# Exercise description
Taking the material as a whole, state how many of its lines contain "every". Write the number and nothing more.

↓

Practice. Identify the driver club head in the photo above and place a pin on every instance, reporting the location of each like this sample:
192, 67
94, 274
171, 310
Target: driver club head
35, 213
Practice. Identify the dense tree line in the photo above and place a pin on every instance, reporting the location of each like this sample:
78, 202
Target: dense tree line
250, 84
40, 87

↑
↓

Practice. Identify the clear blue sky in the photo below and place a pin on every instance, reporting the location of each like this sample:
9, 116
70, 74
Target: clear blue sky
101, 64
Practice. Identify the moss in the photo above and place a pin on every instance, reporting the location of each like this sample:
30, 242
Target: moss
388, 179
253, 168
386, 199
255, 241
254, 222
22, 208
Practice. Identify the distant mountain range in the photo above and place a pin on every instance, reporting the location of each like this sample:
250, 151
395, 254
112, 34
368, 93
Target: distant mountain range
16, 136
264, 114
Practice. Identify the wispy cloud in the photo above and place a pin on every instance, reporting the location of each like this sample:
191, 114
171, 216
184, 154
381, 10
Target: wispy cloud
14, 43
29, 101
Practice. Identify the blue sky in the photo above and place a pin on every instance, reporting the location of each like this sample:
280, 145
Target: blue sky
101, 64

↑

# Answer to this exercise
7